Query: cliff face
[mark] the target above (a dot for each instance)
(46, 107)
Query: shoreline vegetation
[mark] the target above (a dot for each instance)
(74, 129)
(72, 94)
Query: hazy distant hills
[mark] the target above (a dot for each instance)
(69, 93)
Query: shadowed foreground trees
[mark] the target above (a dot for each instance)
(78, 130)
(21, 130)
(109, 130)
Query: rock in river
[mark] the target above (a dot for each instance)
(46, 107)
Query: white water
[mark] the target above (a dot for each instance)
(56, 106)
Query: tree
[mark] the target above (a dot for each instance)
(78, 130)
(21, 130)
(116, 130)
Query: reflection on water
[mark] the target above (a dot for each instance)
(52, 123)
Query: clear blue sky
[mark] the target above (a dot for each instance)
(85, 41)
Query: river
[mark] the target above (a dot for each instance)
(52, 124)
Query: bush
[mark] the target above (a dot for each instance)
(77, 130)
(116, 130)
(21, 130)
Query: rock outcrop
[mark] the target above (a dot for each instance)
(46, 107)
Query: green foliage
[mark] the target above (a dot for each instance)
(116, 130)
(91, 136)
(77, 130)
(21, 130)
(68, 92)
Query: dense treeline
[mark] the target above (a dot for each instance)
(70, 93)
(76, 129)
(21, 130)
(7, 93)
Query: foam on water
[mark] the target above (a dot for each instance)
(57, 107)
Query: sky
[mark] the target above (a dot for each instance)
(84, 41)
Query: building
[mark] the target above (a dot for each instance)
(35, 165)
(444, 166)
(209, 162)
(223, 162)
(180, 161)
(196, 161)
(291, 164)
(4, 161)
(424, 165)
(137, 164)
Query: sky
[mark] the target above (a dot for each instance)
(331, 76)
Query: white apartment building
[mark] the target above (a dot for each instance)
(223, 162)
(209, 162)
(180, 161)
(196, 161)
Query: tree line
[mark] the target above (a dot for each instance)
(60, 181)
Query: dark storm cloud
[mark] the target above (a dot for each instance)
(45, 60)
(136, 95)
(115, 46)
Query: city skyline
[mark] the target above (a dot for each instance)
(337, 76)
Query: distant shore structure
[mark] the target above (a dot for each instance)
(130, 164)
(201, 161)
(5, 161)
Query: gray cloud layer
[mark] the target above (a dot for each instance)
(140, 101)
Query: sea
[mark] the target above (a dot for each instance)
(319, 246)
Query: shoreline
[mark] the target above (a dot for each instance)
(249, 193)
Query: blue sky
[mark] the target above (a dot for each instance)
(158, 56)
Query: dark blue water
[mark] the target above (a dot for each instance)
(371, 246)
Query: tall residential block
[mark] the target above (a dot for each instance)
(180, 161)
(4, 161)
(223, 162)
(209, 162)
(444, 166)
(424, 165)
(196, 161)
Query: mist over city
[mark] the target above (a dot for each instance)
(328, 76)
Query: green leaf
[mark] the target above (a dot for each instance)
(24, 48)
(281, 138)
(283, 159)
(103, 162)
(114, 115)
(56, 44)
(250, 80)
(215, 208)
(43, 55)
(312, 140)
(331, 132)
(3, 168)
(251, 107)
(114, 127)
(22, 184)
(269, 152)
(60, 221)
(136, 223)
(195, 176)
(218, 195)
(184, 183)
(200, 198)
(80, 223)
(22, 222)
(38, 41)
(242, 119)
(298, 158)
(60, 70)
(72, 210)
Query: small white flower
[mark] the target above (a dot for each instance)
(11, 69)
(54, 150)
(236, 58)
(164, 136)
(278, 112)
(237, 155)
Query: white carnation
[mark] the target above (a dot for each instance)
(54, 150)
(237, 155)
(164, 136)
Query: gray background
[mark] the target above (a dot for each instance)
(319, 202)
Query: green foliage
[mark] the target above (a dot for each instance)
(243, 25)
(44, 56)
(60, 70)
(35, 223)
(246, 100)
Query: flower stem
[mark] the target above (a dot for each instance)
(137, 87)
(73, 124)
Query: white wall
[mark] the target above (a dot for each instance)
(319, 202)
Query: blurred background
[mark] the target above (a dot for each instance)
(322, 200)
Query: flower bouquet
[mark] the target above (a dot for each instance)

⁂

• Exercise prompt:
Work through the records above. Copy every line with the string "background".

• Exercise solution:
Query: gray background
Query: blurred background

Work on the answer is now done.